▶ PROBLEM TO SOLVE
Copy out all of the material below, replacing every occurrence of "Drop a point" with "Place a marker" and leaving everything else unchanged.

▶ RECORDS TO USE
▼
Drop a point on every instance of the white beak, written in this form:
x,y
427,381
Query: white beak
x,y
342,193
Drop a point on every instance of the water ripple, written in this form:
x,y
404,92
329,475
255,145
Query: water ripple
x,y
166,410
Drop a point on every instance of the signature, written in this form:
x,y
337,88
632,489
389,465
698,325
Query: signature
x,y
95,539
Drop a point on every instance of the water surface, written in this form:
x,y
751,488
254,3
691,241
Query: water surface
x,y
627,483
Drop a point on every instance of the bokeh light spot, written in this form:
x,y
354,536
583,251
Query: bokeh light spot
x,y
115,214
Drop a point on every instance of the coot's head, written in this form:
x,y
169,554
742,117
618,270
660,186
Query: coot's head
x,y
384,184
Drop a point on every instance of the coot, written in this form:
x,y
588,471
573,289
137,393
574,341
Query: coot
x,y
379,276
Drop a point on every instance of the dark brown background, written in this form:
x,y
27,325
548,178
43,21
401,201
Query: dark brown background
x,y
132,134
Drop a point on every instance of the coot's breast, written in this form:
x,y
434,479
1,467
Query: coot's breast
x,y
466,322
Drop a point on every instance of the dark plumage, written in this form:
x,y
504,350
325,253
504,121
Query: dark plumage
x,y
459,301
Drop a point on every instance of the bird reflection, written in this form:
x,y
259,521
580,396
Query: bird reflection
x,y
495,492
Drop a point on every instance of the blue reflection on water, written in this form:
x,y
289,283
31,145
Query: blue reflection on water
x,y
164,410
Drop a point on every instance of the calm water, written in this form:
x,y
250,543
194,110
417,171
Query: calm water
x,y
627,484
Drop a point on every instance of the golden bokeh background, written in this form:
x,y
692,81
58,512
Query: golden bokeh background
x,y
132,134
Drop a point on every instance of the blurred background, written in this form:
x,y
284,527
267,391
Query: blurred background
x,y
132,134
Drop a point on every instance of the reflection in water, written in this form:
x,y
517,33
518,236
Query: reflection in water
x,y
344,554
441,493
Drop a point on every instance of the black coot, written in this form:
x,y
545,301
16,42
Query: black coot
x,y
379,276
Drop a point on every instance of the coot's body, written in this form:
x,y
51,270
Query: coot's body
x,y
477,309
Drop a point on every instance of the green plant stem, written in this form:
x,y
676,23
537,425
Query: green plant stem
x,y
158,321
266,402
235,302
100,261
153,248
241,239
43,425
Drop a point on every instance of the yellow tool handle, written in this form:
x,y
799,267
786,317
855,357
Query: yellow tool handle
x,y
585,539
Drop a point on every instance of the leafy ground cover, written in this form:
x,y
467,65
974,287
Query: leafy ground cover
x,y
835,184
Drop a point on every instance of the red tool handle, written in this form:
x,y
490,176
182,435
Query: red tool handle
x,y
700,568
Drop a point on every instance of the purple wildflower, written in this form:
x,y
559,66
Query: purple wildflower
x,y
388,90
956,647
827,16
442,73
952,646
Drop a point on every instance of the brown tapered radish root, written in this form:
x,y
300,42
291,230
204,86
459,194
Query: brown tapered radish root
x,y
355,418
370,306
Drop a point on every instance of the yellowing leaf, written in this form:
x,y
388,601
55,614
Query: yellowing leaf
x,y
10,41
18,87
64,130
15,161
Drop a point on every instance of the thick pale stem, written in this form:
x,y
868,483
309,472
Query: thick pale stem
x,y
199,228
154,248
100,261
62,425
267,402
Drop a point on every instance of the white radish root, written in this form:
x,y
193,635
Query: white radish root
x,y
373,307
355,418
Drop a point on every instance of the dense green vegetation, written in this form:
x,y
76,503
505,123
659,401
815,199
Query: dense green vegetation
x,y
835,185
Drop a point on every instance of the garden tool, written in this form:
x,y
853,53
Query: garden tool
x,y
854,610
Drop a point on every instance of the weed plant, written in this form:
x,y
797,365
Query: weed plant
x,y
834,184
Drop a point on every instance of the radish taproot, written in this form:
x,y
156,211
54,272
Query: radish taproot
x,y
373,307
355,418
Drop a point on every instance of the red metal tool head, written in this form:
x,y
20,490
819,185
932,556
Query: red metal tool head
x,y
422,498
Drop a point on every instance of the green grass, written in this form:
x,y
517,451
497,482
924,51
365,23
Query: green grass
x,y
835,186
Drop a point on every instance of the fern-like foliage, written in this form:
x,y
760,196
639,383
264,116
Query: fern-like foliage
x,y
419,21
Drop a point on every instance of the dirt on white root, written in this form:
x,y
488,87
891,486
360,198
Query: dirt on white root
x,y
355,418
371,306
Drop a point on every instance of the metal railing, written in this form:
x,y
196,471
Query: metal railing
▲
▶ THE ANSWER
Place a marker on every instance of the white beak, written in this form:
x,y
427,381
Query: white beak
x,y
342,193
Place a marker on every instance of the water ripple, written in this form:
x,y
404,92
329,475
255,145
Query: water ripple
x,y
166,410
Place a marker on every instance of the signature, written in this form:
x,y
337,88
632,489
389,465
698,325
Query: signature
x,y
95,539
Place a marker on every instance of the water surface, written in this form:
x,y
751,488
254,3
691,241
Query: water surface
x,y
627,483
Place a marker on every instance of the bokeh light spot, written in this form:
x,y
354,536
583,251
Query: bokeh light spot
x,y
115,214
Place a marker on every instance of the coot's head, written in this form:
x,y
169,554
742,117
618,270
660,186
Query: coot's head
x,y
384,184
Place a marker on every instance of the coot, written in this form:
x,y
588,471
573,289
137,393
574,341
Query: coot
x,y
379,276
Place a marker on every instance of the dark brown background, written in this form:
x,y
27,325
548,178
43,21
401,201
Query: dark brown background
x,y
132,134
Place a marker on every instance of the coot's breast, written in this form:
x,y
434,479
1,467
Query: coot's breast
x,y
466,322
Place a marker on every instance of the dark plumage, written in this form:
x,y
504,350
325,253
504,121
Query: dark plumage
x,y
459,301
Place a marker on every instance of the bird reflection, written in this form:
x,y
259,521
580,396
Query: bird reflection
x,y
495,492
Place a marker on every instance of the blue reflection on water, written in this form:
x,y
289,283
31,145
Query: blue reflection on water
x,y
164,410
Place a marker on every instance of the calm water, written in this form:
x,y
250,543
194,110
417,171
Query: calm water
x,y
627,484
Place a marker on every instance of the golden bokeh background, written in this form:
x,y
692,81
58,512
Query: golden bokeh background
x,y
132,134
Place a marker on every instance of the blurred background, written in this form:
x,y
284,527
267,391
Query: blurred background
x,y
132,134
Place a marker on every instance of the reflection in water, written in this form:
x,y
517,33
518,236
Query: reflection in water
x,y
344,554
441,493
Place a marker on every instance of the black coot, written in this form:
x,y
545,301
16,42
Query: black coot
x,y
379,276
Place a marker on every instance of the coot's body, written in this form:
x,y
51,270
Query: coot's body
x,y
477,309
Place a marker on every instance of the green plant stem, written in this form:
x,y
676,23
537,425
Query: green plant stem
x,y
158,321
266,402
235,302
100,261
153,248
241,239
43,425
Place a marker on every instance of the yellow tool handle, written in this form:
x,y
799,267
786,317
855,357
Query: yellow tool handle
x,y
585,539
Place a marker on every instance of the leafy ground cover, written in this form:
x,y
467,65
974,287
Query: leafy ground cover
x,y
835,184
Place a marker on every instance of the red tool handle, written in this form:
x,y
490,176
182,435
Query: red tool handle
x,y
700,568
Place a marker on every instance of the purple wildflower, written in this form:
x,y
559,66
Query: purple wildflower
x,y
388,90
956,647
827,16
442,73
952,646
Place a marker on every instance of the brown tapered radish root, written in this form:
x,y
300,42
291,230
204,86
459,194
Query: brown tapered radish root
x,y
355,418
370,306
Place a marker on every instance of the yellowing leaf, written in this form:
x,y
388,601
55,614
Query: yellowing leaf
x,y
10,41
18,87
64,130
15,161
Place a marker on every instance of the thick pale stem, written in this form:
x,y
868,483
309,472
Query: thick pale stem
x,y
199,228
154,248
100,261
62,425
267,402
Place a marker on every instance of the white radish root, written in this form:
x,y
193,635
Query: white radish root
x,y
373,307
355,418
Place a marker on every instance of the dense green vegetation, written in this form:
x,y
76,503
505,123
659,401
815,199
Query: dense green vegetation
x,y
835,185
Place a marker on every instance of the garden tool, written in this form:
x,y
853,53
Query: garden tool
x,y
854,610
Place a marker on every instance of the weed plant, written in this form:
x,y
797,365
Query: weed plant
x,y
834,184
Place a marker on every instance of the radish taproot, written in this form:
x,y
156,211
54,272
Query: radish taproot
x,y
373,307
355,418
Place a marker on every instance of the red metal tool head, written in this form:
x,y
20,490
819,185
932,556
Query: red metal tool head
x,y
422,498
Place a marker on every instance of the green grass, written in this form:
x,y
517,451
497,482
924,51
365,23
Query: green grass
x,y
835,186
Place a marker on every instance of the fern-like foliage, written in this form:
x,y
760,196
639,383
264,116
Query: fern-like foliage
x,y
419,21
Place a marker on every instance of the dirt on white root, written in this form:
x,y
488,87
891,486
360,198
Query: dirt on white root
x,y
355,418
371,306
Place a marker on every instance of the metal railing, written in this form:
x,y
196,471
Query: metal railing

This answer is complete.